Passage shown ▸
########

With the impending release of Batman v. Superman: Dawn of Justice, I decided to look into the history of these two titans of comic books on the silver screen and the music that accompanied them through the years. As the title suggests, this was meant to be brief. But with 14 scores to consider, it inevitably became so long that we broke it into two parts. Still, I liked the title too much to change it. Part 2 can be found at the end of this segment. Now let us spin our Time-Turners, rev our DeLoreans, and jump into whatever machine they use in Terminator and head back to the 70s, where it all began.
|Vikram's Recommendation: 1998 Varese re-release|
The first film to successfully adapt a comic book to the big screen, Richard Donner’s Superman introduced many of the concepts and imagery we still associate with the hero today. From the dashing and witty Christopher Reeve as the titular hero, to Superman’s arc as a Christ allegory, to the nutty schemes of the evil and pileously challenged Lex Luthor (Gene Hackman), and the origin story that is now par for the course in every superhero film, Superman brought the iconic character to life and paved the way for the present-day glut of comic book movies. In adapting such a beloved American icon, the production team and Donner spared no expense, hiring Mario Puzo (The Godfather and The Godfather Part II) to pen the script, star actors Hackman and Marlon Brando (Jor-El), and employing a variety of models, green-screen, matte paintings, and the most advanced technology of the ‘70s for the visual effects. Acclaimed composer Jerry Goldsmith (The Omen, Patton, Planet of the Apes) was set to reunite with Donner to write the score, but scheduling conflicts led to the hiring of John Williams, fresh off a pair of Oscar wins for Jaws and Star Wars and well on his way to becoming the most prolific composer of his (our?) time.
Williams’ greatest contribution to the film was the Superman March, comprised of three distinct portions. First is the opening brass fanfare, which frequently heralds the Kryptonian’s arrival and, in its softer renditions, foreshadow young Clark’s destiny. This is followed by a galloping ostinato in the bass region, which is an effective method of building anticipation. In the concert arrangement, this ostinato culminates in the reveal of Superman’s main theme, a melody that somehow is even more heroic than the two thematic ideas that precede it, and turns up to celebrate Kal-El’s triumphs. The genius of Williams’ march is his ability to weave each of the three melodies into the score interchangeably and prevent any single idea from growing stale (much like I’m trying to do with the different names for Superman in this paragraph). The Man of Steel doesn’t appear in full costume until well over an hour into the film, and thus Williams holds off on giving us the main theme (apart from the opening credits) until “The Helicopter Sequence,” where the fanfare and ostinato propel the action until our hero saves the day, finally unleashing a victorious blast of the main theme.

########

Requests ▸
• a. Decide whether each statement below agrees with the passage on the Superman music. Answer yes or no for each, and quote the words of the passage that settle it.
(i) Jerry Goldsmith composed the score for Superman.
(ii) The Superman March is made up of three distinct portions.
(iii) Mario Puzo wrote the script for Superman.
• b. Give again, word for word, the part of the passage on the Superman music starting with "With the impending" and going on through "it all began.".

Stored records ▸
########

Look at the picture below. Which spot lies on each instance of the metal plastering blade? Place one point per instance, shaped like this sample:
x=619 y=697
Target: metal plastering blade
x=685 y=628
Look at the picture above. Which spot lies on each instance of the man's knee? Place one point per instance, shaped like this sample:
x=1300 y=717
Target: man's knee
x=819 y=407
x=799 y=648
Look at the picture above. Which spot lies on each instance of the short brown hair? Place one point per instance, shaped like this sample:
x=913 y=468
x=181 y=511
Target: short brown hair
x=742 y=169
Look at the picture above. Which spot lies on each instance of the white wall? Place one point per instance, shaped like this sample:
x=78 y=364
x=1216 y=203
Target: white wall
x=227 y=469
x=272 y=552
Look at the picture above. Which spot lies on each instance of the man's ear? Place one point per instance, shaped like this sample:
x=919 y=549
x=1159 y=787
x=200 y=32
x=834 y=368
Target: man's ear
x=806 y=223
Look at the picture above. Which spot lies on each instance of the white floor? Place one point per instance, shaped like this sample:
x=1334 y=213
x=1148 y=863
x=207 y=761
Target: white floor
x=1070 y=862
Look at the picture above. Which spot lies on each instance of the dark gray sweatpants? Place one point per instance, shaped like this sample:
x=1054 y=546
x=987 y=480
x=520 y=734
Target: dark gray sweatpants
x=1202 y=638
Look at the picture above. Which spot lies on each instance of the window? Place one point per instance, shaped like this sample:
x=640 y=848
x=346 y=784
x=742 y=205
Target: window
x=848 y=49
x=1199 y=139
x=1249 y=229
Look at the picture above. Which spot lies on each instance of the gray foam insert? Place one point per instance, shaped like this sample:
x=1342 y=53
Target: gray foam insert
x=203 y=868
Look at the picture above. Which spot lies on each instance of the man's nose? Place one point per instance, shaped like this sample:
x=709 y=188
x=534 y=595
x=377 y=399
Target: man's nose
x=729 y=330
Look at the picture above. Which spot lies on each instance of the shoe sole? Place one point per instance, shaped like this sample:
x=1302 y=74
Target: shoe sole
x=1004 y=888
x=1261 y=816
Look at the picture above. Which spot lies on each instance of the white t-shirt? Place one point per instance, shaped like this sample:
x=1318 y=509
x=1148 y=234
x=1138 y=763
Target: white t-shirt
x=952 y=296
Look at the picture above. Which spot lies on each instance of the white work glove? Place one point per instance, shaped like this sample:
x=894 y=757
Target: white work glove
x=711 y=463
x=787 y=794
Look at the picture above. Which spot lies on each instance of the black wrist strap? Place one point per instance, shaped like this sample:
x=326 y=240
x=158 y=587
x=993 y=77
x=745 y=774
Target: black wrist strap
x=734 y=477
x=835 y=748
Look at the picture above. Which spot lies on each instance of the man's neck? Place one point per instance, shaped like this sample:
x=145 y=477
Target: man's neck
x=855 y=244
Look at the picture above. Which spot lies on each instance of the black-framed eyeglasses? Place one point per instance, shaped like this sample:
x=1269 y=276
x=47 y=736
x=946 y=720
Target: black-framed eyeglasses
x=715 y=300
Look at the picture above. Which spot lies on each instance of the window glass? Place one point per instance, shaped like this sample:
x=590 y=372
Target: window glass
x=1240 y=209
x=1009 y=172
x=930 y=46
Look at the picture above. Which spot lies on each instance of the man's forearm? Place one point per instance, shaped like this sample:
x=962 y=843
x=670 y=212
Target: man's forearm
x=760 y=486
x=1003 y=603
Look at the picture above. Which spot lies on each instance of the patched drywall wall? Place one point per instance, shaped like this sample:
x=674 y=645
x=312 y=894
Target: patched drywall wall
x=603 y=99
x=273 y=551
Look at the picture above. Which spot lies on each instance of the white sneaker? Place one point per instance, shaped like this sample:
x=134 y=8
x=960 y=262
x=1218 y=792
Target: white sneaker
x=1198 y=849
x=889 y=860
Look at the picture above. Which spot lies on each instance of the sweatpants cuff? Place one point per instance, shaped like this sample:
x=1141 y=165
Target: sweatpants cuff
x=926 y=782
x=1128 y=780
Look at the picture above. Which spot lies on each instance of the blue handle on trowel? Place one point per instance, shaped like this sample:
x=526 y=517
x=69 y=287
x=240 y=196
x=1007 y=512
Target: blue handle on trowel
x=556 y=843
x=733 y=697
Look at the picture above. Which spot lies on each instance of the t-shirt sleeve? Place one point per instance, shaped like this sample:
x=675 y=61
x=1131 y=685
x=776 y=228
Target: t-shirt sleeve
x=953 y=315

########

Completed exercise ▸
• a.
(i) No: "scheduling conflicts led to the hiring of John Williams"
(ii) Yes: "comprised of three distinct portions"
(iii) Yes: "hiring Mario Puzo (The Godfather and The Godfather Part II) to pen the script"

• b.
With the impending release of Batman v. Superman: Dawn of Justice, I decided to look into the history of these two titans of comic books on the silver screen and the music that accompanied them through the years. As the title suggests, this was meant to be brief. But with 14 scores to consider, it inevitably became so long that we broke it into two parts. Still, I liked the title too much to change it. Part 2 can be found at the end of this segment. Now let us spin our Time-Turners, rev our DeLoreans, and jump into whatever machine they use in Terminator and head back to the 70s, where it all began.